Instruction 1:
In the Chief Singer article below, who rode Chief Singer in the Coventry Stakes?
Instruction 2:
Repeat the part of the Chief Singer article below between "Chief Singer, 20-1, duly" and "Stakes at Goodwood.", inclusive.
Instruction 3:
Pick up the Chief Singer article below after its final sentence and keep writing it.

Document passage:
Thirty-eight years ago Littleton Stud owner Jeff Smith was at Royal Ascot to watch 10.000gns bargain yearling buy Chief Singer make his debut in the Coventry Stakes, the most important two-year-old race at the Royal meeting, writes Tony Stafford.
Trained by Ron Sheather, Chief Singer, a giant at 16.3hh, stood out in the field of more conventionally sized juveniles. This was so much the case that before the start Lester Piggott took time out to talk to Ray Cochrane, rider of the Smith horse.
Piggott was disparagingly dismissive about the colt to which Cochrane replied: “Have a good look at his face as that’s the last time you will. All you will see at the finish is his backside!”
Chief Singer, 20-1, duly bolted up by four lengths. The following year, Chief Singer was the only horse to give El Gran Senor a race in the 2,000 Guineas and he followed that performance with consecutive victories in the St James’s Palace by eight lengths, back to six furlongs for an easy victory in the July Cup at Newmarket, and he then completed the hat-trick in the Sussex Stakes at Goodwood.
That proved to be his final win as his temperament got the better of him and he was sold in a £4 million deal to go to stud. Smith had been the owner of Littleton Stud in Sussex since 1976 and unfortunately as the Racing Post only began publication in 1988 any winners before that have been difficult to access.

Provided material:
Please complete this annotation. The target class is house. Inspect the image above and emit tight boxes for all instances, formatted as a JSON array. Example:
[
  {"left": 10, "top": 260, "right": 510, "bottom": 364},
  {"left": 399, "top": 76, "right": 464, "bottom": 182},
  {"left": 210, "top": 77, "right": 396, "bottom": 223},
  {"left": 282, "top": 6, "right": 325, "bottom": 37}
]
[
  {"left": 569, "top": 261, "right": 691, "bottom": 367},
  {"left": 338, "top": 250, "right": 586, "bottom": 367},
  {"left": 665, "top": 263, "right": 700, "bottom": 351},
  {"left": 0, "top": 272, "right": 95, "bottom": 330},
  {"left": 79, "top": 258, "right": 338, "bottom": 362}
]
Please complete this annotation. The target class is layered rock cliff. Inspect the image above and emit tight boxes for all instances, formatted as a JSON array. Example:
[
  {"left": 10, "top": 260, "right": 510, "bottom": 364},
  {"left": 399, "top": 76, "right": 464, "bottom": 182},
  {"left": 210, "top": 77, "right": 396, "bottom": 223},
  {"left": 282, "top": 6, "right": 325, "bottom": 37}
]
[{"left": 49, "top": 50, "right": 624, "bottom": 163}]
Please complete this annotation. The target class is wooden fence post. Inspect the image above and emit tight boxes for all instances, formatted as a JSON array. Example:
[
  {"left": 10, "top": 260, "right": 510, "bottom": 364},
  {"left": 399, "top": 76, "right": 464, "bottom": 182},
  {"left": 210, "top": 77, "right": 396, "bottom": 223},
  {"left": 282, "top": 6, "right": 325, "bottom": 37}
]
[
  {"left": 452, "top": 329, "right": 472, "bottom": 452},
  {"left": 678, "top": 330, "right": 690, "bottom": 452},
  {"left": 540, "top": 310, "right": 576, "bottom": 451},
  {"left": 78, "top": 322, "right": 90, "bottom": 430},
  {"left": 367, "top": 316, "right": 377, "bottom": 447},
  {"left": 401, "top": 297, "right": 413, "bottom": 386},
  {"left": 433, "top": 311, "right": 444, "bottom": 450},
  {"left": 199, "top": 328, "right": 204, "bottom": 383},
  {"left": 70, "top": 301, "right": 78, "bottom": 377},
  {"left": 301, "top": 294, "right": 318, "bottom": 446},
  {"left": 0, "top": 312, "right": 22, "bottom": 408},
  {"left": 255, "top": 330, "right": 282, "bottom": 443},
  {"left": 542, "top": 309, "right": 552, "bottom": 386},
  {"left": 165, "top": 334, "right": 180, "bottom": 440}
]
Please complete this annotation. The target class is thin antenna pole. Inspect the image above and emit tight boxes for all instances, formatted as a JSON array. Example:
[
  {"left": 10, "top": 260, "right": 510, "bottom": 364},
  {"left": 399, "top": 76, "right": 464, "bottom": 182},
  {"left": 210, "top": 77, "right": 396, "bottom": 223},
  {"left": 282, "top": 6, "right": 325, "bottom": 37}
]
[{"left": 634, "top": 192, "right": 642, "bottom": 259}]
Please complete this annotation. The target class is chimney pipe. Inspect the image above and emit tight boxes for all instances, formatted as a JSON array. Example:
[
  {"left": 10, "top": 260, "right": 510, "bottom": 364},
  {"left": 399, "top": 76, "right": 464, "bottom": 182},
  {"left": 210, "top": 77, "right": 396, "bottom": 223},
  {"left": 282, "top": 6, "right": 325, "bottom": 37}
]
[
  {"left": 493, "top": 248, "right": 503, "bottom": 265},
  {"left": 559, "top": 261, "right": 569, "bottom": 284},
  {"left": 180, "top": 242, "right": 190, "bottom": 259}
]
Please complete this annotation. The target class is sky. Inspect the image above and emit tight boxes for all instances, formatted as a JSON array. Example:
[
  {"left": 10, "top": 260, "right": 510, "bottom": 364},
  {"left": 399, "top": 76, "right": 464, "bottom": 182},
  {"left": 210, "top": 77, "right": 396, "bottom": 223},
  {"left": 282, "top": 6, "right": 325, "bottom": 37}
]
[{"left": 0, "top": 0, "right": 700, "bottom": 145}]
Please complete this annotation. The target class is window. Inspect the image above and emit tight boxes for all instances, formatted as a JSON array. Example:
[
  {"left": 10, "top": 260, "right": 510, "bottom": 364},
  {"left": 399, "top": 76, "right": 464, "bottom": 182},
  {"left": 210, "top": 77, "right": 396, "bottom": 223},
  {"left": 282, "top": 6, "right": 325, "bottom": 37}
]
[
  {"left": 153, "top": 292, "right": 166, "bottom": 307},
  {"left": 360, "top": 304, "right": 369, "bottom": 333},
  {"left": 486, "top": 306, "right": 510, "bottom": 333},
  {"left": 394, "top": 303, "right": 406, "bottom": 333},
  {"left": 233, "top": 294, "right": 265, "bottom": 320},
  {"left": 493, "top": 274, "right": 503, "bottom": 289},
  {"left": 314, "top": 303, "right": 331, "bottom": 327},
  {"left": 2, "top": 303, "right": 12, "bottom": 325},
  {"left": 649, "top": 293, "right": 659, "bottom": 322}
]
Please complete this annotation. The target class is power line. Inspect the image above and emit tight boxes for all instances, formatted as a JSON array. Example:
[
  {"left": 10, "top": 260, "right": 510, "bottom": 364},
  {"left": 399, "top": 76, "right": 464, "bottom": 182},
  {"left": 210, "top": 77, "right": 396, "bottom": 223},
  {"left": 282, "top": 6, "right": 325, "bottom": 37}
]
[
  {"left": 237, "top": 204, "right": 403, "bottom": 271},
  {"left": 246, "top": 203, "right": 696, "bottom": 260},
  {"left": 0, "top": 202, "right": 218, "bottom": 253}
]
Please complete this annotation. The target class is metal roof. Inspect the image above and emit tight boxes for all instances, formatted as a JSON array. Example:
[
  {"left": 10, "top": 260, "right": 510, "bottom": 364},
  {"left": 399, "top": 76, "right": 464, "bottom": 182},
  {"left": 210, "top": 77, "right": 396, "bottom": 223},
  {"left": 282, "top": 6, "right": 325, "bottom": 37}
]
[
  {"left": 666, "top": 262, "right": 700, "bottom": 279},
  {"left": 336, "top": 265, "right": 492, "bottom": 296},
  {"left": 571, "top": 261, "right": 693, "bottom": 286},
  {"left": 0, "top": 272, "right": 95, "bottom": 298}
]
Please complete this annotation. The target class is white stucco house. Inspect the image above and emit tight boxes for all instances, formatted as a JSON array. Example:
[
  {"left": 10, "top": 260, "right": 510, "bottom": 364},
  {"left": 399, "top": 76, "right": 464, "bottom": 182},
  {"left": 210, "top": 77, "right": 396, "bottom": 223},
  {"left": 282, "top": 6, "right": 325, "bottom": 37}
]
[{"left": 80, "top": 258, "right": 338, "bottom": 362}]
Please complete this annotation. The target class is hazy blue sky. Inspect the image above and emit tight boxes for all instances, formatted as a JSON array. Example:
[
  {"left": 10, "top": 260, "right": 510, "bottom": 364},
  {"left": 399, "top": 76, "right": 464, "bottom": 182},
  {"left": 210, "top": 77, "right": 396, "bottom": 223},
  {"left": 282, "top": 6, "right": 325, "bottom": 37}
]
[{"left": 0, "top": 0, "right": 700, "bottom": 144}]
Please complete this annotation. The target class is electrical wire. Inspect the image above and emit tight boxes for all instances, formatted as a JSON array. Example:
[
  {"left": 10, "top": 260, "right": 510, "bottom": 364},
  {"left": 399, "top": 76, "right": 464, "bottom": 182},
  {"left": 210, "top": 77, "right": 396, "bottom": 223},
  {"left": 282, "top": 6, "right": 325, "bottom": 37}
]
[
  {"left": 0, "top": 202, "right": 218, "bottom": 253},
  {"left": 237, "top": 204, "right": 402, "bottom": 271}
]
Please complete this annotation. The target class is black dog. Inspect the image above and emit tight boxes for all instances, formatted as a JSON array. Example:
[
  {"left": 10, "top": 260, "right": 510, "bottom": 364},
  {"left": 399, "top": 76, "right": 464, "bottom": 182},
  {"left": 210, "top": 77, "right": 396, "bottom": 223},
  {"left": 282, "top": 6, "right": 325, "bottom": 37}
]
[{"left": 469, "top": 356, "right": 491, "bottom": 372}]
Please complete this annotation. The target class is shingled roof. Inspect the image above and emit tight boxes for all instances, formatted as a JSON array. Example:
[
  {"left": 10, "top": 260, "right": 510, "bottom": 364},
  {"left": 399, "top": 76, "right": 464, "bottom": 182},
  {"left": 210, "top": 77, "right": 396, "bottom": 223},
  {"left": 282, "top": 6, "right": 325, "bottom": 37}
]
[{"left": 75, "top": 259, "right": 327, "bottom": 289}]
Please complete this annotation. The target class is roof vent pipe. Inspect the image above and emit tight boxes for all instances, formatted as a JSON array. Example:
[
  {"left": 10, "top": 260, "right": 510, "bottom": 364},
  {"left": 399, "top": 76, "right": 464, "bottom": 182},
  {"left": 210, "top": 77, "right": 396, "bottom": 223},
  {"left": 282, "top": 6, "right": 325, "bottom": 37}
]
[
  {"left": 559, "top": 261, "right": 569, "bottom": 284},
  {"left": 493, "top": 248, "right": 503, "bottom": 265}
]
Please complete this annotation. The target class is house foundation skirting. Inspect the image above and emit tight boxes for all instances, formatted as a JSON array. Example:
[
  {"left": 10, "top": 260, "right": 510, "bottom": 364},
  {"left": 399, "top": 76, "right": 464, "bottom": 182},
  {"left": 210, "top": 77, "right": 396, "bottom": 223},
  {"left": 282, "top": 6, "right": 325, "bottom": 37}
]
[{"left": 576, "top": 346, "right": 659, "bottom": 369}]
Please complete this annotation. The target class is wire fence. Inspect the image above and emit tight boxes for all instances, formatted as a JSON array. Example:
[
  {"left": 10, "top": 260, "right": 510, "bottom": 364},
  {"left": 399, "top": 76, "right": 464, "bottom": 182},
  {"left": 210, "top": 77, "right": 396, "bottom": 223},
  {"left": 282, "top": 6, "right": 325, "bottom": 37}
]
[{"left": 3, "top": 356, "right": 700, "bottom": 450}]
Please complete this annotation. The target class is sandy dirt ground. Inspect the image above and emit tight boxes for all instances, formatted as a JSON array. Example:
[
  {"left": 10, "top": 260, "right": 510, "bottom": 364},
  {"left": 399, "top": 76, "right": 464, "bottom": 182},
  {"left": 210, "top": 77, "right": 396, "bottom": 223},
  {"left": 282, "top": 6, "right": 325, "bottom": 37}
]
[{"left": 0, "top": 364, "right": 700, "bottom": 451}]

Response 1:
Ray Cochrane

Response 2:
Chief Singer, 20-1, duly bolted up by four lengths. The following year, Chief Singer was the only horse to give El Gran Senor a race in the 2,000 Guineas and he followed that performance with consecutive victories in the St James’s Palace by eight lengths, back to six furlongs for an easy victory in the July Cup at Newmarket, and he then completed the hat-trick in the Sussex Stakes at Goodwood.

Response 3:
What I can say without fear of contradiction though is that the ever-suffering Arsenal fan, Jockey Club member (since 2009) and Chairman of his local Salisbury racecourse for a year longer, has enjoyed winners every season (mostly home-breds) since 1988 with Group 1 triumphs liberally sprinkled along the way.
You couldn’t ever describe the always genial Smith as a small owner-breeder, but he does have much more interest in breeding winners for himself than producing horses for others to benefit from.
In those 34 seasons I make it 485 wins for Smith with trainers like David Elsworth, especially, Ian and now Andrew Balding, James Eustace, (recently retired in favour of his son Harry) and Ralph Beckett. No doubt Jeff, who made his money designing and providing internal fittings for aircraft, will have a figure way above 500 as his personal measure.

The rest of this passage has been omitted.